En el conflicto comunero, habiendo sido capellán de la reina Juana, era en ese momento ya obispo de Cuenca y presidente de la Chancillería de Valladolid, una especie de Tribunal Supremo de la época. Quiso mediar entre realistas y comuneros que protestaban por el alto número de cargos flamencos nombrados por Carlos V y el desdén de esa corte hacia la nobleza castellana. Fracasó en la conciliación, suscitando sospechas del emperador, quien, creyéndole inclinado a los rebeldes, lo cesó en el cargo y confiscó sus bienes. Lorenzo Silva lo cita en su novela ‘Castellano’, anteponiendo que era “un hombre en principio respetado por todos”. Al ver el panorama, “Don Diego comprende –escribe Silva- que cualquier arreglo resulta ya imposible”.
Diego se arrima entonces al virrey, el también discreto Adriano de Utrech (preceptor del monarca, a quien advirtió de la rebelión). Lo acompañó a Roma, como prelado, al ser nombrado papa. Tuvo la mala suerte de que Adriano VI no pudo hacerlo cardenal, pues el pontífice murió enseguida. Vuelto a Cuenca, fue llamado el “obispo bueno” en una diócesis que estaba patas arriba, mandando en ella obispos italianos mangantes. La hispanista norteamericana Sara T. Nalle, que vive a caballo entre New York y Cuenca, afirma que Villaescusa instauró en su diócesis “un compromiso con el buen gobierno y la sana doctrina”. A Cuenca le hizo mucho bien, llegando a llevar las aguas desde la Cueva del Fraile y, se dice, la imprenta a la ciudad.
Hay una literata, viva, villaescusera: Luz González. Ha publicado varias novelas, la mayoría de ellas en la editorial madrileña Huerga & Fierro. Ha vivido y trabajado en Estados Unidos, en Países Bajos y en Madrid, como periodista y profesora, y actualmente reside en Cuenca capital. Dos de sus novelas, ‘La Casa de las Conversas y el secreto de la puerta azul’ y ‘Querido hermano’, tratan, entre otras cosas, de Diego Ramírez y de su pueblo. La primera reproduce los cuadernos de tres mujeres, Catalina, Sara y Sarita, abuela, madre y nieta, aunque no son entre ellas familia carnal. La primera es una judía sabia, antes llamada Judith, guarecida en Villaescusa después de huir de Toledo cuando las cosas se pusieron feas antes de la expulsión, haciéndose cristiana mas conociendo los arcanos hebreos, y siempre rodeada de las otras dos.

Actividades:
[a] Indica si cada afirmación concuerda con el texto sobre Diego Ramírez de Villaescusa y cita las palabras exactas que lo deciden: (i) Carlos V destituyó a Don Diego y le confiscó los bienes por creerlo inclinado a los rebeldes; (ii) Adriano VI nombró cardenal a Don Diego; (iii) Luz González reside actualmente en Madrid.
[b] Enumera todos los lugares donde, según el texto sobre Diego Ramírez de Villaescusa, Luz González ha vivido y trabajado.
[c] Prosigue el texto sobre Diego Ramírez de Villaescusa a partir de su última oración.

(Entradas tomadas de una colección)

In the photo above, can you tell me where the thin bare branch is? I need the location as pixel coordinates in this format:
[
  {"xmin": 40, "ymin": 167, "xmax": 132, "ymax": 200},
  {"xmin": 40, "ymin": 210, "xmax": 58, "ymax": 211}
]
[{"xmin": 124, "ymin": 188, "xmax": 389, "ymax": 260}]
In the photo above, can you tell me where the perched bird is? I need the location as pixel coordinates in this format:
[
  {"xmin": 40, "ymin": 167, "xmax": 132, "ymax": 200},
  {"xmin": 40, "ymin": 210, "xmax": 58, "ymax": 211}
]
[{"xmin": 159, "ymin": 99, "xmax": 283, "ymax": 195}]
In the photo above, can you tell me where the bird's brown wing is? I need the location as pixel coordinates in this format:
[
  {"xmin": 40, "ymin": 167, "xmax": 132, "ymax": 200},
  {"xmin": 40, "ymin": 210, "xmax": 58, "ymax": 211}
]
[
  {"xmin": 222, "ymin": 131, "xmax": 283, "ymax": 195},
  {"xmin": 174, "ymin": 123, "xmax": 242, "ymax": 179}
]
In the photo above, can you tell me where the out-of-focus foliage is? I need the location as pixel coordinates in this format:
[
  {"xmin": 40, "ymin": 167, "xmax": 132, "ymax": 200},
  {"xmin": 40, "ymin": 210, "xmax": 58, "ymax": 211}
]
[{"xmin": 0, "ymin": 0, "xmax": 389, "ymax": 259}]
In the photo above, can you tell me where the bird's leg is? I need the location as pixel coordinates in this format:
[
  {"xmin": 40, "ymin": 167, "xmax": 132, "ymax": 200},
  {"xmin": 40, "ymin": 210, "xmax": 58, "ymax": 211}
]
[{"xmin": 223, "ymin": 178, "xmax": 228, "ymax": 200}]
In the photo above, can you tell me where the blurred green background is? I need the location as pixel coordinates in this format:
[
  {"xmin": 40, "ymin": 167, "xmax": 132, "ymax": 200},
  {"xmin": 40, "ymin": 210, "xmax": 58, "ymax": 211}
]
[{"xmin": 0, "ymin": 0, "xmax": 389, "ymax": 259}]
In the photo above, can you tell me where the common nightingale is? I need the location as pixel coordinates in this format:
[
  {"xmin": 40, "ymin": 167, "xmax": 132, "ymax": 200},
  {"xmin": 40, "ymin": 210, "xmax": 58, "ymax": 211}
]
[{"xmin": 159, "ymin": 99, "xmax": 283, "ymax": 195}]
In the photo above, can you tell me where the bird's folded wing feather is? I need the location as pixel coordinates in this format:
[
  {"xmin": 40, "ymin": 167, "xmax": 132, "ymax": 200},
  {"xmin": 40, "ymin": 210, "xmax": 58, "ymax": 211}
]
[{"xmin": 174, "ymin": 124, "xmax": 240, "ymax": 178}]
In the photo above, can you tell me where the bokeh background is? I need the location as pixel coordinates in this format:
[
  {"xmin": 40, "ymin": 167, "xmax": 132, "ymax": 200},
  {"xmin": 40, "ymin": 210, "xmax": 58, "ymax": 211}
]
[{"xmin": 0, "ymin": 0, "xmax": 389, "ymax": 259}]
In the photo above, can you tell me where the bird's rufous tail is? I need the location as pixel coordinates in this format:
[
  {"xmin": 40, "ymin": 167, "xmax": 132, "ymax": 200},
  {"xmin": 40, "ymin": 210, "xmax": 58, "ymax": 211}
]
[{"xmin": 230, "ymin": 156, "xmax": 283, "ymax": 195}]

Solucionario:
[a]
(i) Sí: "creyéndole inclinado a los rebeldes, lo cesó en el cargo y confiscó sus bienes".
(ii) No: "Adriano VI no pudo hacerlo cardenal, pues el pontífice murió enseguida".
(iii) No: "actualmente reside en Cuenca capital".

[b] Estados Unidos, Países Bajos y Madrid.

[c]
Diego Ramírez es hijo natural de Sara, engendrado por el padre del futuro obispo, a la vez que Sarita es hija de ese mismo padre, sin ser hija de Sara, quien, amamantándola, hace que sobreviva. Catalina enseña a Diego y Sarita, hermanos de leche, y hermanos de verdad, los números y el abecedario, y “a leer y a sumar con las letras de sus nombres”, según la tradición judía. Diego siempre llamaba madre a Catalina. En la novela se manifiesta el sincretismo en el modo de la doctrina que movió a Diego Ramírez, influido por fray Hernando de Talavera, su maestro y amigo, tan comprensivo. Catalina evoca el tiempo de Diego como canónigo en Jaén, y escribe que los dos animaban a los moros a cantar en la iglesia acompañándose de sus instrumentos musicales para tocarlos en la misa: “De esta manera las misas se convertían en fiestas y celebración de la comunión verdadera de los hermanos.”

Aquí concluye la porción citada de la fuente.